>> BEGIN Data shown
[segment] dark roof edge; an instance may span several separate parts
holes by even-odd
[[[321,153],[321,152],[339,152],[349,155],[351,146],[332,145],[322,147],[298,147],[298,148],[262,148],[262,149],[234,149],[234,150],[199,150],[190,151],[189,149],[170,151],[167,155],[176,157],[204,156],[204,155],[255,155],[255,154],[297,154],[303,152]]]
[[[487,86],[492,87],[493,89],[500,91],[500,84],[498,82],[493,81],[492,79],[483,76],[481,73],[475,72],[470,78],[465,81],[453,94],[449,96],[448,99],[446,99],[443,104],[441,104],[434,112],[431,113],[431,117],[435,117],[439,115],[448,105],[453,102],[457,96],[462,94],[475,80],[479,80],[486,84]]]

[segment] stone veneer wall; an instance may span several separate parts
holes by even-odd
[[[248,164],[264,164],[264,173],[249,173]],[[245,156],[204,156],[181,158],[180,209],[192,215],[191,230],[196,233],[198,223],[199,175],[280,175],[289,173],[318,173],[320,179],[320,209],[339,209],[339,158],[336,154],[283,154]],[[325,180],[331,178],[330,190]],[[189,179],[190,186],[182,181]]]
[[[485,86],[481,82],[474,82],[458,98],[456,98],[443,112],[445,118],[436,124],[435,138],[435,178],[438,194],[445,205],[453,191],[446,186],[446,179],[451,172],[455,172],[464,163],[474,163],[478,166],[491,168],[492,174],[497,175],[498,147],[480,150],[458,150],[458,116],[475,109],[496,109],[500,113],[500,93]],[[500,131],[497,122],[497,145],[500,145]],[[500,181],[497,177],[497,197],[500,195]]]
>> END Data shown
:: Aim of the task ::
Copy out word for word the lines from the one containing "[segment] stone veneer" through the final line above, including both of those lines.

:: Result of this exercise ::
[segment] stone veneer wall; an instance may span several separate parts
holes by even-odd
[[[248,164],[264,164],[264,173],[249,173]],[[245,156],[204,156],[181,158],[180,209],[192,215],[191,230],[196,233],[198,223],[199,175],[280,175],[289,173],[318,173],[320,179],[320,209],[339,209],[339,158],[336,154],[283,154]],[[325,180],[331,178],[330,190]],[[189,179],[190,186],[182,181]]]
[[[485,86],[481,82],[474,82],[458,98],[456,98],[443,112],[445,118],[436,124],[435,138],[435,178],[438,194],[445,205],[453,191],[446,186],[446,179],[451,172],[455,172],[464,163],[474,163],[478,166],[491,168],[492,174],[497,175],[498,147],[480,150],[458,150],[458,116],[475,109],[496,109],[500,113],[500,93]],[[500,131],[497,122],[497,145],[500,145]],[[500,181],[497,177],[497,197],[500,195]]]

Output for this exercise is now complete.